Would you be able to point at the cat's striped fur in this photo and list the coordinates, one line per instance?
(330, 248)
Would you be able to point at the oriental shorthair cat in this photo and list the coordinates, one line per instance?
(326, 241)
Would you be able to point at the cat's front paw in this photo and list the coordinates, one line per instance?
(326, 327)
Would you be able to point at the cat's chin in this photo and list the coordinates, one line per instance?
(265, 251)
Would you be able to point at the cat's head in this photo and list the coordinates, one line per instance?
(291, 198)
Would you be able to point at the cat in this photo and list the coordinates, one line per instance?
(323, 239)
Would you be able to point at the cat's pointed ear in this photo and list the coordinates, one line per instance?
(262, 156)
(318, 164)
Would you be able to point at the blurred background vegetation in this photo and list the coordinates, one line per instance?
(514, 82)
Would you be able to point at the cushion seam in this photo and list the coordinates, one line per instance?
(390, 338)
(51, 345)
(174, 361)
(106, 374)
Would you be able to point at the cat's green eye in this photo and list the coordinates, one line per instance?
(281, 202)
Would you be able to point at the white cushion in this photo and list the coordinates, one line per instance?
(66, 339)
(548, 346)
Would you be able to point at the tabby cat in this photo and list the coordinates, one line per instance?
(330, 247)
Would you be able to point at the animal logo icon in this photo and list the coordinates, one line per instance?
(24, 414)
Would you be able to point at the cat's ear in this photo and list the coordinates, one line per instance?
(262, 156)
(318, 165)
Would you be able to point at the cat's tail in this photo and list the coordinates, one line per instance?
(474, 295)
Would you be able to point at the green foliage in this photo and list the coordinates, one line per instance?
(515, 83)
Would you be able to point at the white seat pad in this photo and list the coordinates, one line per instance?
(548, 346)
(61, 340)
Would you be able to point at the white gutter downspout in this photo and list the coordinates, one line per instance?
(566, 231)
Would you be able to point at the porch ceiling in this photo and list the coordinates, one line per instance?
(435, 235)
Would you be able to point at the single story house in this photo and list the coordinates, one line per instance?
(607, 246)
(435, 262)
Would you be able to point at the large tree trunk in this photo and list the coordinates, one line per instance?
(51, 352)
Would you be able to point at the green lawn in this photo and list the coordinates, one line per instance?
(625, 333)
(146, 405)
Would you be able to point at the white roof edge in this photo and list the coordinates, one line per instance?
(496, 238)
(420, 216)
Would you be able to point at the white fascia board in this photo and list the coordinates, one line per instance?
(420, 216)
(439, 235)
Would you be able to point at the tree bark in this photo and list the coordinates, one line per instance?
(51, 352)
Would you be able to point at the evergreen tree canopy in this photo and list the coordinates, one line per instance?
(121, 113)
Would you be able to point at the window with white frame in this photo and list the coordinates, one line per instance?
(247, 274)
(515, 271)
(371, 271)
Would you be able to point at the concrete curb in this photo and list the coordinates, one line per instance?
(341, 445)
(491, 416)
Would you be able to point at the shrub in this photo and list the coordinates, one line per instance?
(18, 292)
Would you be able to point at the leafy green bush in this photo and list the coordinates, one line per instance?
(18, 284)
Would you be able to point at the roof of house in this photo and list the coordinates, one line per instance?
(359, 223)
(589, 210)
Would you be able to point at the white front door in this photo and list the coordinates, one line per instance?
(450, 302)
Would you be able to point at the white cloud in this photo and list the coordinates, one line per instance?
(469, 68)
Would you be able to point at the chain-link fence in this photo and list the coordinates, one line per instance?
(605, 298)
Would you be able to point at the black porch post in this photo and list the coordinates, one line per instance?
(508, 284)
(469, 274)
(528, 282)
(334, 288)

━━━

INSTRUCTIONS TO FOLLOW -
Update the stretch of data from the line containing "Would you be able to point at the black" through the end of the data, putting "dark porch column" in place of "black porch post" and leaving all else unchanged.

SOLUTION TO THE EXERCISE -
Would you be able to point at the dark porch column in this photo and list the coordinates, one line per instance?
(508, 284)
(469, 274)
(528, 282)
(334, 288)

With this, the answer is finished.